## BEGIN Data
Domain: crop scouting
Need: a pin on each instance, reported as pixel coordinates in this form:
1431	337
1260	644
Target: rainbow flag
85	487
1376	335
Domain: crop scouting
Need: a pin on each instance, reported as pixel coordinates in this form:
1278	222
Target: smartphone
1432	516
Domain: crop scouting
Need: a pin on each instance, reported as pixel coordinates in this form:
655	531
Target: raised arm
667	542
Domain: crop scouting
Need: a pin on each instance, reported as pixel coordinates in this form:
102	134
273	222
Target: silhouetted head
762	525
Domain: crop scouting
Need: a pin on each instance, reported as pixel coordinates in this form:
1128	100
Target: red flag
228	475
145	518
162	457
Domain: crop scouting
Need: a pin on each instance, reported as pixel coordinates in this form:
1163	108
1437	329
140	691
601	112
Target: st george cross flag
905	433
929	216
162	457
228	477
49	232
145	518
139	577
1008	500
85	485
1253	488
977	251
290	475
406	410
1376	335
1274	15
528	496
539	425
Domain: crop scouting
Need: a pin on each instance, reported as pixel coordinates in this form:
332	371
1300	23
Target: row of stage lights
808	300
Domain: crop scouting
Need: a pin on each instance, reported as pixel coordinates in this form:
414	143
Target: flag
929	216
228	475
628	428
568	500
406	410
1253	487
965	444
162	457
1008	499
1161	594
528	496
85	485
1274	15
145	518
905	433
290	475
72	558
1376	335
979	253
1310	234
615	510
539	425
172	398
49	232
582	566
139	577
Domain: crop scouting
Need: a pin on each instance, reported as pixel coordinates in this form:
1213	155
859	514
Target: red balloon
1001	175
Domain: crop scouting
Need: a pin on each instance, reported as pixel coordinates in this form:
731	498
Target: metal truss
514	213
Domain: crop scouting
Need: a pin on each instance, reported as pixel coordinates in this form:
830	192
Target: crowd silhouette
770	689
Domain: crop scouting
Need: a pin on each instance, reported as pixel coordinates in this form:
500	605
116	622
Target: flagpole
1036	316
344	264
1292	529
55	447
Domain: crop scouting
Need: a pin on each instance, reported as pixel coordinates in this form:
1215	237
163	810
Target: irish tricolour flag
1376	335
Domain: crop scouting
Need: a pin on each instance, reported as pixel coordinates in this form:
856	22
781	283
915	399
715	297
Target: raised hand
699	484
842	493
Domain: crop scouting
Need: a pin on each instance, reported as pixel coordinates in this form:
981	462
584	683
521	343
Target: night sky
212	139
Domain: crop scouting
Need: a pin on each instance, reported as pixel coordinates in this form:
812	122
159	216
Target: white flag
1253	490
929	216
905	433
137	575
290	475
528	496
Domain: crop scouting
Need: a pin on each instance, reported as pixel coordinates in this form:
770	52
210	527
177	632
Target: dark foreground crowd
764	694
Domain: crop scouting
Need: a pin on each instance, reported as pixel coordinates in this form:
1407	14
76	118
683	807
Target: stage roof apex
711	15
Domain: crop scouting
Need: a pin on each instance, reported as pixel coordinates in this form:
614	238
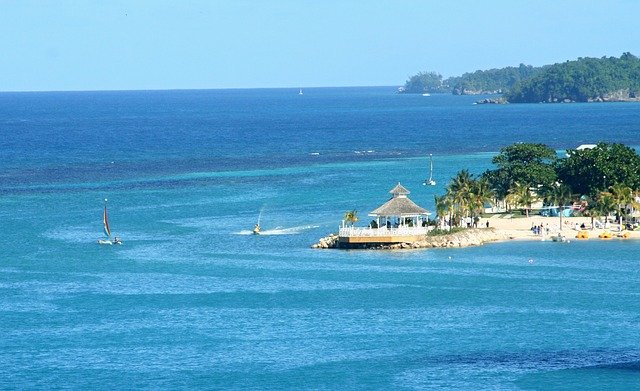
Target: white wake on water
279	230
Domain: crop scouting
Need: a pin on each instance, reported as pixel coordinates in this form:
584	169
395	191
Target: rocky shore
466	238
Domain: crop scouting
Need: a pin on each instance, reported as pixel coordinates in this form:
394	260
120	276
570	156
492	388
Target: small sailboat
107	230
430	181
256	228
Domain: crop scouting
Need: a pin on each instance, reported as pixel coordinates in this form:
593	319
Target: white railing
382	231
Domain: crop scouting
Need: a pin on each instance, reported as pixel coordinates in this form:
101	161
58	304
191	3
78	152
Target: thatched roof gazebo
399	220
400	208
## END Data
## [What you have to do]
Reproduce the records verbatim, omitting all images they contain.

## [Answer to the exercise]
Domain: crop scouting
Need: a pin on each instance, reported as pixel coordinates in this form:
1431	337
1260	644
Target: rainbow flag
85	487
1376	335
Domain: crop scouting
Need: a pin on each instance, reported as pixel coordinates in this form:
1278	222
Target: smartphone
1432	516
Domain: crop scouting
Need: a pin on each instance, reported as pixel coordinates in this form:
655	531
Target: raised arm
667	542
Domain: crop scouting
Need: a pin on each instance, reported as pixel coordinates in this form:
102	134
273	222
Target: silhouetted head
762	525
Domain: crop scouting
Need: a pin on each instance, reported as pixel coordinates in this form:
1128	100
Target: red flag
228	475
145	518
162	457
Domain: crop scouting
Need: a pin on each instance, reported as pixel coordinates in this form:
1163	108
1437	329
140	691
601	112
Target: st george cross flag
905	433
929	216
162	457
228	477
49	232
145	518
139	577
1008	500
85	485
1253	488
977	251
290	475
406	410
1376	335
1274	15
528	496
539	425
Domain: crop scouting
Need: a pin on each instance, reported as pixel coordinates in this form:
332	371
1300	23
Target: row of stage lights
808	300
Domain: crop scouting
Need: a pin on each instance, reported as pixel coordinates in this form:
414	143
Target: flag
929	216
228	475
628	428
568	500
406	410
1253	487
965	444
162	457
1008	499
1161	594
528	496
85	485
1274	15
145	518
905	433
290	475
72	558
1376	335
979	253
1310	234
615	510
539	425
172	398
49	232
582	566
139	577
Domain: crop scouting
Need: a pin on each instance, reported as pixel coordinates in this form:
1213	155
859	514
Target: red balloon
1001	175
Domain: crop scouting
Need: a pin on each instance, reported as pixel coordinates in this form:
731	498
Target: metal truss
514	213
Domain: crop scouting
Need: a pin on each instance, reported as pixel coordinates in this form:
830	192
Target: crowd silhouette
770	689
Domain: crop scouting
Need: a pin on each instance, reported as pixel coordinates in this form:
500	605
116	622
Target: flagpole
1036	316
344	264
1292	529
55	447
Domain: crop scouting
Need: a pin on each instance, reported as pixel coordinates in this form:
1215	237
163	810
Target: irish tricolour flag
1376	335
Domain: crop scouting
Need: a pin on each instance, reported as pixel coordinates in this form:
856	22
781	283
915	399
715	297
Target: raised hand
699	484
842	493
Domain: crop scouting
Need: a pin on each instance, reported as pixel coordinates in this form:
981	462
584	683
521	343
Target: night sky
212	139
Domain: crop scouting
Need: a pin on each instance, reported as pixel coordinates in this form:
812	122
159	216
Target: white flag
1253	490
929	216
905	433
137	575
290	475
528	496
Domain: crop scouting
Need: a pin on each instance, reported as pixel coordinates in this form:
770	52
210	527
177	632
Target: dark foreground crowd
764	694
Domain: crop scouting
Need: a pin on each instance, reported as pixel coordinates in this form:
1407	14
76	118
683	807
Target: stage roof apex
711	15
Domain: crop scouting
Need: a pin on each instance, reported as pixel coordinates in this form:
614	238
Target: white wake on water
279	230
Domain: crop scouting
Need: a pin on each instance, reported as pixel coordinates in this form:
584	169
395	191
Target: rocky shore
466	238
Domain: crop scouting
Need: a pin on each instance, reported as pixel coordinates in this form:
394	260
120	276
570	156
492	388
Target: small sailboat
107	230
430	181
256	228
Domain: crop scouting
Need: a pin on each instance, reported as pixel coordinates in this form:
593	319
Target: white railing
382	231
Domain: crop scouting
Need: a pin on each instance, reported as pixel coordinates in this form:
101	161
58	304
191	3
78	152
Target: thatched roof gazebo
399	220
400	208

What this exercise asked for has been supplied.